#### [WHAT YOU SHOULD DO]
Reproduce the stretch from the start of the items through the line containing "left=87, top=306, right=142, bottom=404", requests included. Add 9 to every coordinate in the answer boxes, and leave the requests and their format samples unchanged.

# # #

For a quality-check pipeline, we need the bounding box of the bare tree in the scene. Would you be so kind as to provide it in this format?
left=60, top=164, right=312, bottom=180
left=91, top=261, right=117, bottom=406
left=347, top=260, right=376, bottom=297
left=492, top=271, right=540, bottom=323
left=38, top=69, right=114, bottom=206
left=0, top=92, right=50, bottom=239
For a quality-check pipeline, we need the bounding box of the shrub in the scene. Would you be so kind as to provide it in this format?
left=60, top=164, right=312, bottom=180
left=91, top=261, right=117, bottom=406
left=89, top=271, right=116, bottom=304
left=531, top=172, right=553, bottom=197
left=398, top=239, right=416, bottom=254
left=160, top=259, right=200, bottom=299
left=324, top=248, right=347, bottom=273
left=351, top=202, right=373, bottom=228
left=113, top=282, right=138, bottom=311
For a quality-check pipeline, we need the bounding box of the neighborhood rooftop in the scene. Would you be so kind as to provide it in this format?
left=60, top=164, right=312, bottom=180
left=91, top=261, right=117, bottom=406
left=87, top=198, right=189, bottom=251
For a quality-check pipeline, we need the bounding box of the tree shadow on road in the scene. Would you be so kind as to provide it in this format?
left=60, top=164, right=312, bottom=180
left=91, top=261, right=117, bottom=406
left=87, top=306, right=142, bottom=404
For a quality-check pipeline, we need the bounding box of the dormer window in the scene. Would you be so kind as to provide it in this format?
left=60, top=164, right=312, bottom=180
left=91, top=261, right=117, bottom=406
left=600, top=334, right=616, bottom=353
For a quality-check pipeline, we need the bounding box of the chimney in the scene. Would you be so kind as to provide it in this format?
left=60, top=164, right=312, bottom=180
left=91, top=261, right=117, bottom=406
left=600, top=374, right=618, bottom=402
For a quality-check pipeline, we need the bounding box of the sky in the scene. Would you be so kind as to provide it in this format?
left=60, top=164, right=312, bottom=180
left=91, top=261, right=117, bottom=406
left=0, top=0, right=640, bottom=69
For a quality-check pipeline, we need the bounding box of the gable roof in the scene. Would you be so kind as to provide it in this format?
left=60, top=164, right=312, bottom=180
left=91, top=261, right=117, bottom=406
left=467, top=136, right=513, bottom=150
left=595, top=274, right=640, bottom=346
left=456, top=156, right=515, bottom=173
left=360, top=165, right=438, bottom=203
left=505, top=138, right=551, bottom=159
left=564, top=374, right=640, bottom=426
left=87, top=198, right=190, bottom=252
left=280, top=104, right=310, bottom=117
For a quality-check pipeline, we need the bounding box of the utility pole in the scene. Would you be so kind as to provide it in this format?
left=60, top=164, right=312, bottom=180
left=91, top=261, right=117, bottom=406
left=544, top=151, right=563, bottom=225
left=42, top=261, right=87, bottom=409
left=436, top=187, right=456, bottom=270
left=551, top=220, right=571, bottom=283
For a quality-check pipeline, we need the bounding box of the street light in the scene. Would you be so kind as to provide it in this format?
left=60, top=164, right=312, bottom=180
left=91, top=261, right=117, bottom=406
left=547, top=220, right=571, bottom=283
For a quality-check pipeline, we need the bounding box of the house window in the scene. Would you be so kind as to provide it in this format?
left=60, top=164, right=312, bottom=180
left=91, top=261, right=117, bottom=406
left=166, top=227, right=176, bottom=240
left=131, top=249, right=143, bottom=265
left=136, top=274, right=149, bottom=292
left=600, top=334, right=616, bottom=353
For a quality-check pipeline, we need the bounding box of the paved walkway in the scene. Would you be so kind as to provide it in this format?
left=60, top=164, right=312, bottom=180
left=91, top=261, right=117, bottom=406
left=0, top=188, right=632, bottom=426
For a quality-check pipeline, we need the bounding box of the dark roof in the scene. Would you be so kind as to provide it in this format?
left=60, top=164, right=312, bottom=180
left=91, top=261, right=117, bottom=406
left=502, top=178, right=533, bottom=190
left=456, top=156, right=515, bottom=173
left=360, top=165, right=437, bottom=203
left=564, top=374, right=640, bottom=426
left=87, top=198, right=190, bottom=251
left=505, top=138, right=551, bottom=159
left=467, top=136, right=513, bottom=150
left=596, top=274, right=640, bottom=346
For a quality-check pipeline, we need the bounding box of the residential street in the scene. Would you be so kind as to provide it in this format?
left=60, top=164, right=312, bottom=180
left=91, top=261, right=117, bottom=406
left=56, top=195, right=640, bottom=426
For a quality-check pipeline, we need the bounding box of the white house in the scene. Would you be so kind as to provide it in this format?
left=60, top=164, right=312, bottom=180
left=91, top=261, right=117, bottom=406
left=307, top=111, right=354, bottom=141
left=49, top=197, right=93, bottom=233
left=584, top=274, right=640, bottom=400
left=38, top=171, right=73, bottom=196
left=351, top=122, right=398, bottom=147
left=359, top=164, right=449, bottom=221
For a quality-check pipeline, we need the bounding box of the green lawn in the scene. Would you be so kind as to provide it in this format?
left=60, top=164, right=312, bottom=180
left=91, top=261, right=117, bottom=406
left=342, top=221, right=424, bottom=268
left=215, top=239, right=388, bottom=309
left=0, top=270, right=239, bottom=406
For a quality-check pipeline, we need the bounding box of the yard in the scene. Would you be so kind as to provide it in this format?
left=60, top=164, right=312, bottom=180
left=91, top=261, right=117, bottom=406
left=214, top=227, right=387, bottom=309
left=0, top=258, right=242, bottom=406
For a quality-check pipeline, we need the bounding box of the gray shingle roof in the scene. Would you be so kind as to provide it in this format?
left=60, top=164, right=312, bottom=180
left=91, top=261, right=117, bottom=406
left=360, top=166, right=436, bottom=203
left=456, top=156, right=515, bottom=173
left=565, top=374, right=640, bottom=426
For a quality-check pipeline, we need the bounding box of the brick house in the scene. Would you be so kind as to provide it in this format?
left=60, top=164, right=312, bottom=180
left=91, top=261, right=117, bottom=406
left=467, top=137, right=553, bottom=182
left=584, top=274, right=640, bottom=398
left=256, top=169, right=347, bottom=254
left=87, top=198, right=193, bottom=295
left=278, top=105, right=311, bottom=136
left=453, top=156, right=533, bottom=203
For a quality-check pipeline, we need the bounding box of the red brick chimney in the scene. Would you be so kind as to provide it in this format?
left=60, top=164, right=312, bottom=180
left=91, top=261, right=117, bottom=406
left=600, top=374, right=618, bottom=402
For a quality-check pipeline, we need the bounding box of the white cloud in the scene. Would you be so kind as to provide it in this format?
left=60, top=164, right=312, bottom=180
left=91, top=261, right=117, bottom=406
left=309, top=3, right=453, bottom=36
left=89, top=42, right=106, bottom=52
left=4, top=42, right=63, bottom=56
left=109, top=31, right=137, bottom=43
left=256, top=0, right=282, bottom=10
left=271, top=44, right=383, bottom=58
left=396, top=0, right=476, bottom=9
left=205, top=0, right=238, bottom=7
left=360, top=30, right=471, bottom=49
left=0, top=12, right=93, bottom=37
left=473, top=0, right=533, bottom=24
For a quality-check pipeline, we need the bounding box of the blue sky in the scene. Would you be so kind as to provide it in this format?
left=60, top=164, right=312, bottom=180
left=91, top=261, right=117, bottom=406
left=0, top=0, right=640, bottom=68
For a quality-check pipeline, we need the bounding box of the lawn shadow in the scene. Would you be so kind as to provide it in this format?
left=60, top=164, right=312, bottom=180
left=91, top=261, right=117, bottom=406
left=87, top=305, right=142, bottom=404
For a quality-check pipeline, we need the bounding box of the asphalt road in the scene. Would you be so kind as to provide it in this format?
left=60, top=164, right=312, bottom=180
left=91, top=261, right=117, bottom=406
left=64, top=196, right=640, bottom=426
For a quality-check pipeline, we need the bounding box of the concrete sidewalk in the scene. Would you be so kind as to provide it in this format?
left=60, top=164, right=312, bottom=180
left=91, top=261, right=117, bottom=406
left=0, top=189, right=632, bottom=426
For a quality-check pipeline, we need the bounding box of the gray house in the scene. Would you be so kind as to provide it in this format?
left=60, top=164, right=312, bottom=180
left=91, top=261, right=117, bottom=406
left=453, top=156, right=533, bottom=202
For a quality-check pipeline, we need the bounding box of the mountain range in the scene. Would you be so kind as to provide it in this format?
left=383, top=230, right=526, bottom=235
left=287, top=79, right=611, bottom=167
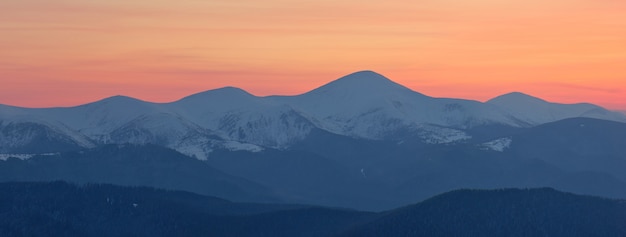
left=0, top=71, right=626, bottom=210
left=0, top=182, right=626, bottom=237
left=0, top=71, right=626, bottom=160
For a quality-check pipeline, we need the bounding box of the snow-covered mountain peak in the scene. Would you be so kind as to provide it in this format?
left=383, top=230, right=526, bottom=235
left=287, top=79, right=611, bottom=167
left=92, top=95, right=146, bottom=104
left=487, top=92, right=548, bottom=105
left=168, top=87, right=262, bottom=113
left=180, top=86, right=255, bottom=101
left=304, top=71, right=417, bottom=96
left=486, top=92, right=626, bottom=125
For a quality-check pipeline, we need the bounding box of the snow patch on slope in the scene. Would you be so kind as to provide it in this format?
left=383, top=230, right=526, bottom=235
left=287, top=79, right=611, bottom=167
left=222, top=141, right=264, bottom=152
left=481, top=137, right=513, bottom=152
left=418, top=126, right=472, bottom=144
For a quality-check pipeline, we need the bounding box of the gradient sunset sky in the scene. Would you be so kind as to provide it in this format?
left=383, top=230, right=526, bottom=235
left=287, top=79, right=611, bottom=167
left=0, top=0, right=626, bottom=110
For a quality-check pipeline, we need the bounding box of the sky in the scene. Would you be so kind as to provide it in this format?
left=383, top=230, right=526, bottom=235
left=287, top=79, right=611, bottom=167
left=0, top=0, right=626, bottom=110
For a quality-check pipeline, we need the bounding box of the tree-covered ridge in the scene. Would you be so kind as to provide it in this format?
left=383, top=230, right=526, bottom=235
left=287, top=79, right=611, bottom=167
left=344, top=188, right=626, bottom=237
left=0, top=182, right=626, bottom=236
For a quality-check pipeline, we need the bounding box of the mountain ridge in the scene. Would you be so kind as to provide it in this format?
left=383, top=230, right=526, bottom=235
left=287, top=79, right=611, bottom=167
left=0, top=71, right=626, bottom=159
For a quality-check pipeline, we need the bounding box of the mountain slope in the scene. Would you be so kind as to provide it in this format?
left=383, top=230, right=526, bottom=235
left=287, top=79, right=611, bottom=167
left=0, top=145, right=279, bottom=202
left=342, top=189, right=626, bottom=237
left=0, top=71, right=626, bottom=159
left=0, top=182, right=375, bottom=237
left=486, top=92, right=626, bottom=125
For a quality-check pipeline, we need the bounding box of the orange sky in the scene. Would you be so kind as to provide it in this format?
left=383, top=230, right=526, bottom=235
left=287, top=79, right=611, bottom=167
left=0, top=0, right=626, bottom=110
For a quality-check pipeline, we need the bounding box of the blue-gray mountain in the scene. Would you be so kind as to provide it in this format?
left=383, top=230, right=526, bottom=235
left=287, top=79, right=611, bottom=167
left=0, top=182, right=626, bottom=237
left=0, top=71, right=626, bottom=210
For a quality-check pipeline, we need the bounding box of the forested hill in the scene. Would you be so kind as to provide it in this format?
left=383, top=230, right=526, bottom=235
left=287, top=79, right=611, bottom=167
left=343, top=188, right=626, bottom=237
left=0, top=182, right=626, bottom=237
left=0, top=182, right=375, bottom=237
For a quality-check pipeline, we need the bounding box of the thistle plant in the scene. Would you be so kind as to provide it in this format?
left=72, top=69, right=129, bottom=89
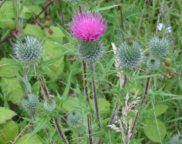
left=22, top=94, right=39, bottom=116
left=71, top=12, right=106, bottom=63
left=147, top=56, right=160, bottom=70
left=149, top=36, right=171, bottom=58
left=44, top=97, right=56, bottom=112
left=67, top=111, right=83, bottom=128
left=78, top=41, right=104, bottom=63
left=70, top=12, right=107, bottom=144
left=13, top=36, right=42, bottom=64
left=116, top=42, right=143, bottom=69
left=169, top=134, right=182, bottom=144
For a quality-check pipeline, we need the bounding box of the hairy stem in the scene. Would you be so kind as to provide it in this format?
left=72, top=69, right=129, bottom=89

# # #

#### [SOLUTION FOR THIS PROBLEM]
For a quality-check pipeline, we need the bounding box of the bare tree in the scene. Would you be so kind as to provide it in this format?
left=60, top=164, right=312, bottom=180
left=91, top=261, right=117, bottom=406
left=356, top=269, right=385, bottom=306
left=501, top=280, right=549, bottom=332
left=47, top=78, right=123, bottom=215
left=9, top=101, right=59, bottom=248
For a quality-check pipeline, we need the bounding box of the shrub in the scene. Would you be so kind as to provide it in this format?
left=60, top=164, right=312, bottom=180
left=91, top=261, right=117, bottom=406
left=98, top=280, right=125, bottom=313
left=540, top=181, right=562, bottom=206
left=407, top=248, right=425, bottom=263
left=169, top=268, right=209, bottom=308
left=333, top=257, right=356, bottom=282
left=360, top=211, right=382, bottom=237
left=122, top=291, right=147, bottom=320
For a quality-check pipeline, we need the bounding box of the neighborhood rooftop in the scene. Would you be so kind as to provide it in this format?
left=60, top=164, right=312, bottom=180
left=91, top=261, right=117, bottom=406
left=96, top=207, right=198, bottom=260
For a quality-check pipeline, we need the bounding box of the tree shadow on road in the scene. Would you be so kind as to provide it in this format?
left=60, top=164, right=312, bottom=180
left=91, top=261, right=117, bottom=406
left=96, top=315, right=151, bottom=413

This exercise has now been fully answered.